━━━━━ Extracted material

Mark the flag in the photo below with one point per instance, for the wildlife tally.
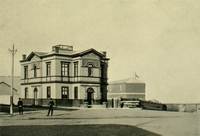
(136, 76)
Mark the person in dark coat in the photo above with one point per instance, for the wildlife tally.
(20, 106)
(51, 104)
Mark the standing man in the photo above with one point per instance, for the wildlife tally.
(20, 106)
(51, 103)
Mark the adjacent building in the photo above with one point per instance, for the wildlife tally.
(70, 77)
(130, 88)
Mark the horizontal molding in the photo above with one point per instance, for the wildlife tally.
(62, 77)
(68, 82)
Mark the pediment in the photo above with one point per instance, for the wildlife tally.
(33, 57)
(91, 56)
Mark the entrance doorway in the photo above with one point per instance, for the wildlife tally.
(90, 95)
(35, 96)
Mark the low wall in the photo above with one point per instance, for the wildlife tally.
(183, 107)
(59, 102)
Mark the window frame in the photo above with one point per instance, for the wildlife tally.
(48, 69)
(34, 71)
(26, 93)
(64, 92)
(76, 69)
(48, 91)
(26, 72)
(64, 68)
(76, 92)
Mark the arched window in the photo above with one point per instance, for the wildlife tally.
(90, 70)
(26, 93)
(35, 71)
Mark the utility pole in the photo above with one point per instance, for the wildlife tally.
(13, 51)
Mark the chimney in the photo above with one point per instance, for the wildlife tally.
(23, 56)
(104, 53)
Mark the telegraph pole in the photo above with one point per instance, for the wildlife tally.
(13, 51)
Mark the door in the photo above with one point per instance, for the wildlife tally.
(90, 95)
(35, 96)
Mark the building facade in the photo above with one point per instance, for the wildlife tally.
(67, 76)
(127, 89)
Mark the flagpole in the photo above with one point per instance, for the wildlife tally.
(13, 51)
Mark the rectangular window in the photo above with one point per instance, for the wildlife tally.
(35, 71)
(26, 93)
(75, 69)
(64, 68)
(25, 72)
(75, 92)
(48, 92)
(48, 69)
(65, 92)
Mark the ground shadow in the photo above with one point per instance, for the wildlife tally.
(75, 130)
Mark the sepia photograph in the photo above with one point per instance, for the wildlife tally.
(99, 68)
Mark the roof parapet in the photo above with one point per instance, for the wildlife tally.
(59, 47)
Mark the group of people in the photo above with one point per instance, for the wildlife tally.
(50, 108)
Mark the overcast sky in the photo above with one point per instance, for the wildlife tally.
(158, 39)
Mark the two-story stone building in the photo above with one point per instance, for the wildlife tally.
(69, 77)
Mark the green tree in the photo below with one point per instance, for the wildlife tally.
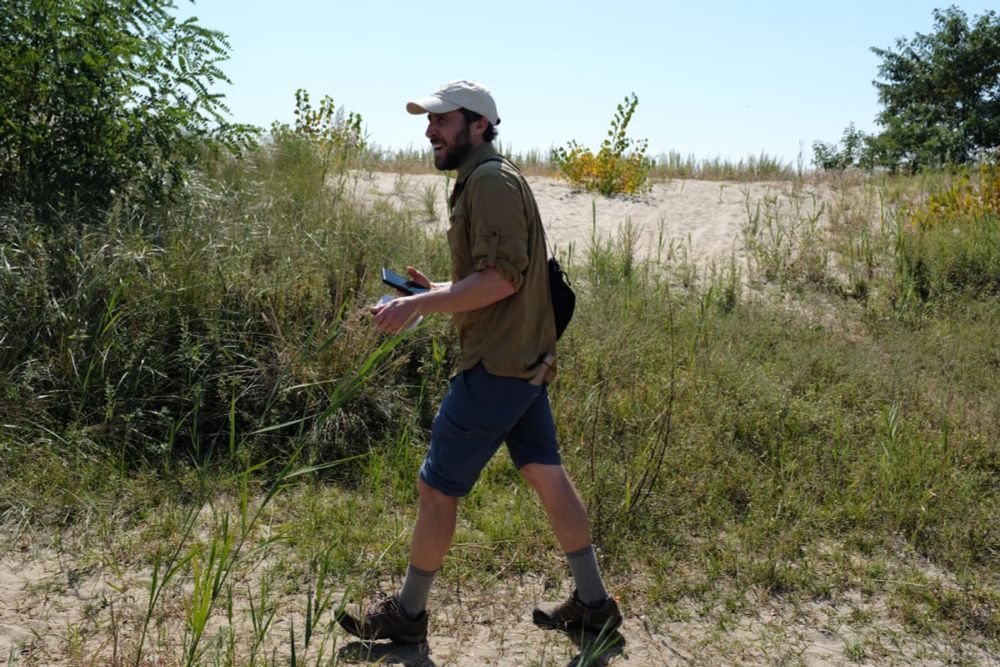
(104, 97)
(940, 96)
(940, 92)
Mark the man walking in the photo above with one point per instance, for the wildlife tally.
(499, 299)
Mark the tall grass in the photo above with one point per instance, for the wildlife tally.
(785, 422)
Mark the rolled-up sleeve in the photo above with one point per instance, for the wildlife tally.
(499, 228)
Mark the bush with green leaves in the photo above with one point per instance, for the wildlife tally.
(620, 166)
(939, 99)
(101, 98)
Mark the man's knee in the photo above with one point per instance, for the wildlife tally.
(542, 476)
(433, 499)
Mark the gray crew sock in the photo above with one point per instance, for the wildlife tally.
(416, 588)
(587, 575)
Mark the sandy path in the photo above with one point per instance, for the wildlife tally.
(705, 217)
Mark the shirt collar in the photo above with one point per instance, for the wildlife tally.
(473, 159)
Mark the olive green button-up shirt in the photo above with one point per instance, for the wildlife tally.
(495, 223)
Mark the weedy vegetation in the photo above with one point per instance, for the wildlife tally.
(197, 412)
(620, 165)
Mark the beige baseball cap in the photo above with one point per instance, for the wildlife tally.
(458, 95)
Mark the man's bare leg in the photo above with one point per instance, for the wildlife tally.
(434, 529)
(432, 535)
(572, 528)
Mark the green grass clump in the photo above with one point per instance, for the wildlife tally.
(180, 382)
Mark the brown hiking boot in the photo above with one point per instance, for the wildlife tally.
(386, 620)
(575, 615)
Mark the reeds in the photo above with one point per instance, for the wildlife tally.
(780, 422)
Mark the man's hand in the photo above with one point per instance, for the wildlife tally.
(396, 314)
(419, 278)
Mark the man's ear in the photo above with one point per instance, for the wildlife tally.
(479, 126)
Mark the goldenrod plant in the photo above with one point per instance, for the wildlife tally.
(619, 167)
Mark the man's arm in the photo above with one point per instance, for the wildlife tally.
(473, 292)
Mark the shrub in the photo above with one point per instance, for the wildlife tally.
(105, 96)
(952, 242)
(620, 166)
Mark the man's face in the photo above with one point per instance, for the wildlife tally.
(451, 138)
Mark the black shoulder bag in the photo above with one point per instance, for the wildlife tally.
(563, 297)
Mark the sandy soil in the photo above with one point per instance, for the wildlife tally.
(59, 608)
(704, 218)
(56, 610)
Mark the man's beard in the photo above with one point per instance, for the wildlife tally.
(457, 152)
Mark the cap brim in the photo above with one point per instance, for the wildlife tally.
(430, 105)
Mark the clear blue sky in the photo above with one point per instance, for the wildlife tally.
(713, 78)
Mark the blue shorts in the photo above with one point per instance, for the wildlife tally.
(480, 412)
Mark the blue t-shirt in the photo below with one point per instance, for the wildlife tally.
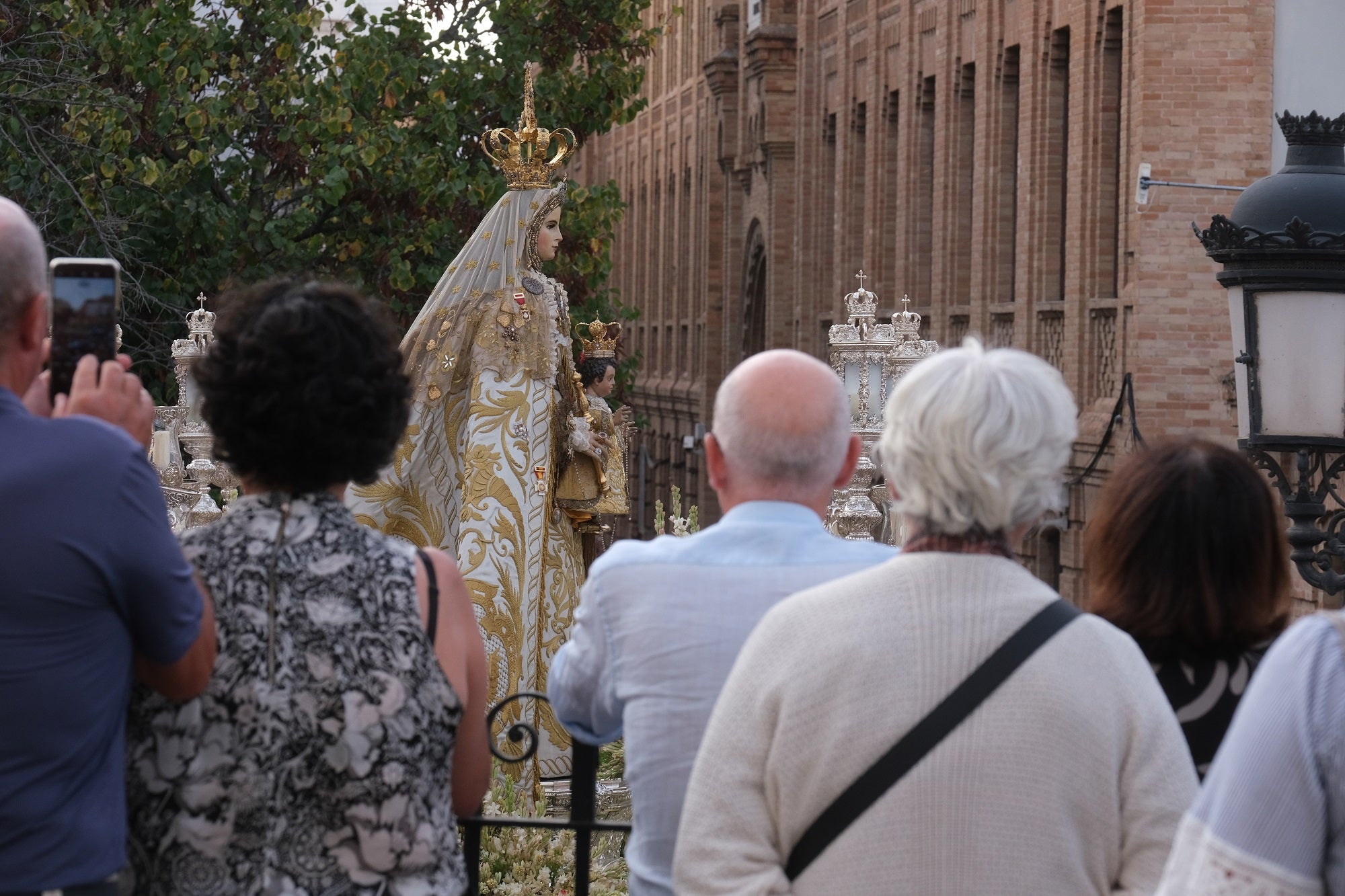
(91, 573)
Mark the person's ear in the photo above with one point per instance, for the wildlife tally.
(852, 460)
(715, 464)
(33, 323)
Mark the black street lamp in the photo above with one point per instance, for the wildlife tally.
(1284, 256)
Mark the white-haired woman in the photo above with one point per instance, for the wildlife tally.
(1071, 775)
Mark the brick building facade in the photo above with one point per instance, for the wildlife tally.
(978, 155)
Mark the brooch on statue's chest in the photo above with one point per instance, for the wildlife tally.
(513, 314)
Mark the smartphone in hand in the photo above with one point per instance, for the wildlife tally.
(85, 307)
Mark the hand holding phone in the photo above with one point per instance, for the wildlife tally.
(112, 393)
(85, 306)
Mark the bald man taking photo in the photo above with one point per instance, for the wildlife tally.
(661, 622)
(93, 585)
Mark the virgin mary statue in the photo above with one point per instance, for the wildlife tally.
(493, 425)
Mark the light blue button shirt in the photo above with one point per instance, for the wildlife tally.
(658, 628)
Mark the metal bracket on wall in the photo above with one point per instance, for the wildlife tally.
(1145, 182)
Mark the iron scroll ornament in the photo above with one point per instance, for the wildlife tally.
(1315, 534)
(520, 732)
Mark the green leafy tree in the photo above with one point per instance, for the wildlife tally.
(206, 143)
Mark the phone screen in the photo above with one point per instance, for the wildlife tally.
(84, 318)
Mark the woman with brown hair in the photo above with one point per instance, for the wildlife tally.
(1186, 553)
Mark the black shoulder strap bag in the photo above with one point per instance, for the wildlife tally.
(927, 733)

━━━━━━━━━━

Task statement:
Give the items from the line containing "Mark the brick" through the end of the items as a two-column CSV with the columns item_text and answer. Use one row per item, put each field in quotes, and turn any line breaks inside a field into spaces.

Correct response:
item_text,answer
"Mark the brick building facade in the photo above with one point per instance, for the wildlife tally.","(978, 155)"
"Mark the brooch on statue's chest in the photo above with one point per instance, for the wildlife tally.","(513, 314)"
"Mark the smartphone in hand in the photo above with one point per instance, for the wildlife tally.","(85, 307)"
"Mark the hand holding phone in the photo above with one point per instance, for the wildlife tally.","(112, 393) (85, 306)"
"Mark the bald man taking photo in the photo above with one point per instance, for the wildlife tally.","(661, 622) (93, 585)"
"Mark the virgin mary statue in the photo above with one point per instance, for the wildlife tally.","(493, 425)"
"Mark the light blue button shirt in the photo above with one point per instance, for the wildlife tally.","(658, 628)"
"Mark the metal bracket on wall in the photo above with one point per instance, for the wildlife tally.","(1145, 182)"
"Mark the iron scroll ornament in the photo above with one point per instance, for the wildlife tally.","(1315, 534) (520, 732)"
"Mark the green leafy tree in the photo above with one point per instance, for the wildlife tally.","(206, 143)"
"Mark the phone screen in the photo above with one point per instance, for the wildlife tally.","(84, 318)"
"Mark the woman with brown hair in the photo above with one point per instance, for the wildlife tally.","(1186, 553)"
"Mark the black shoulder strap bag in the photo above with one point per instance, for the wildlife tally.","(927, 733)"